À Montréal, le retour est joyeux et empreint de soulagement. Des youyous retentissent à l’aéroport Pierre-Elliott-Trudeau. Lazhar fait son arrivée et prend sa femme dans ses bras. « Merci à tout le monde ! Merci, merci », l’entend-on dire à la petite foule réunie pour l’accueillir.
Lazhar est de nouveau un homme libre. Du moins, tant qu’il ne retourne pas en Algérie. En octobre 2022, près de six mois après son retour au Québec, la justice algérienne le condamne par contumace à cinq ans de prison ferme, l’empêchant ainsi de retourner dans son pays d’origine sans risquer de nouveau la prison, mais cette fois pour de nombreuses années.
Après avoir vécu l’enfer en prison, Lazhar garde cependant espoir. Son expérience, il en fera une force et une mission à son retour au Québec. Depuis, il s’affaire à raconter son histoire, pour mettre en lumière les enjeux liés aux droits de l’Homme.
La Converse l’a accompagné lors d’une conférence organisée par Amnistie internationale. Lazhar a pris la parole devant des dizaines de jeunes au Collège Lionel-Groulx, sur la Rive-Nord de Montréal.
« Le combat pour les droits humains nécessite toujours un engagement, explique-t-il en chemin vers l’établissement. C’est devenu vital pour moi, surtout que j’ai subi ça. Ce n’est pas théorique, ce n’est pas un cas lointain. Je l’ai subi. Donc, j’aimerais bien que les gens, à travers mon cas, connaissent d’autres cas. »

Données:
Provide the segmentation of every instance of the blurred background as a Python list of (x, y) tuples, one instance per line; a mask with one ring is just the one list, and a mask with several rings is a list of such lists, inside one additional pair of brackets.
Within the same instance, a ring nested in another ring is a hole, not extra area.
* * *
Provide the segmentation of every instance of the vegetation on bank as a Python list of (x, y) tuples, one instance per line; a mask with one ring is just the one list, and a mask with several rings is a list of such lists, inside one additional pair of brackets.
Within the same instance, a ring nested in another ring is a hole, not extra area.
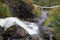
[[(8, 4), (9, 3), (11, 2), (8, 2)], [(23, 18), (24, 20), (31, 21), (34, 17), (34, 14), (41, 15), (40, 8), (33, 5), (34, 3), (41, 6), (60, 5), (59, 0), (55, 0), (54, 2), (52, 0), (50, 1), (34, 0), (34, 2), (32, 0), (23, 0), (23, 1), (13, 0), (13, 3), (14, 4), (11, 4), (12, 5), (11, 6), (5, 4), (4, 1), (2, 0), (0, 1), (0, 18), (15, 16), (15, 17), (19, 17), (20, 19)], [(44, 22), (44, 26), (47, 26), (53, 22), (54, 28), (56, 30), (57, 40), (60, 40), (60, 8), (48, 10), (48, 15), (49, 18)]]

Vos tâches:
(a) Recopiez le texte sur le retour de Lazhar au Québec, depuis « À Montréal, le » jusqu'à « droits de l’Homme. ».
(b) Rédigez la suite du texte sur le retour de Lazhar au Québec.

Réponses:
(a)
À Montréal, le retour est joyeux et empreint de soulagement. Des youyous retentissent à l’aéroport Pierre-Elliott-Trudeau. Lazhar fait son arrivée et prend sa femme dans ses bras. « Merci à tout le monde ! Merci, merci », l’entend-on dire à la petite foule réunie pour l’accueillir.
Lazhar est de nouveau un homme libre. Du moins, tant qu’il ne retourne pas en Algérie. En octobre 2022, près de six mois après son retour au Québec, la justice algérienne le condamne par contumace à cinq ans de prison ferme, l’empêchant ainsi de retourner dans son pays d’origine sans risquer de nouveau la prison, mais cette fois pour de nombreuses années.
Après avoir vécu l’enfer en prison, Lazhar garde cependant espoir. Son expérience, il en fera une force et une mission à son retour au Québec. Depuis, il s’affaire à raconter son histoire, pour mettre en lumière les enjeux liés aux droits de l’Homme.

(b)
Cette conférence, ce n’est pas la première que donne Lazhar. Il a raconté son histoire plus d’une fois, dans les médias, mais aussi auprès des jeunes. Depuis son retour, il s’est familiarisé avec les grandes salles, le public, et les échanges qui en découlent.
« C’est comme si c’est pas la première histoire que j’entends comme ça, réagit Laurence, une étudiante présente lors de la conférence de Lazhar. Je trouve ça dommage, en fait. C’est comme si on était rendus habitués, et il ne faudrait pas. Il faudrait que les histoires comme ça continuent de nous toucher, de nous rendre sensibles et d’être déçus du système. »
Toute action a son importance. Toute histoire a sa leçon. Pour Lazhar Zouaïmia, raconter son histoire est un devoir. Et son histoire, à lui, c’est aussi celle de l’Algérie, et ses souhaits pour son avenir. « L’Algérie, c’est un pays, c’est notre pays, c’est les gens. On a passé du temps là-bas, on est nés, on a nos ancêtres, on a une histoire [là-bas]. On souhaite que ce soit comme dans les autres pays démocratiques. »
Son histoire porte ainsi l’espoir d’une Algérie nouvelle, renouvelée, qui témoigne d’un riche héritage dans toutes ses nuances et qui laisse son peuple décider de son avenir. « La première des choses, c’est que les gens aient leurs droits de base, [...] que les gens aient droit à la parole. Les gens ont droit à tous les droits : manifester, se réunir, s’exprimer, le droit des journalistes de poser des questions, le droit d’avoir une justice équitable… Ça, ça ne demande pas des budgets, ça demande une volonté. »
*Mot arabe signifiant « injustice, mépris, humiliation face à l’oppresssion ».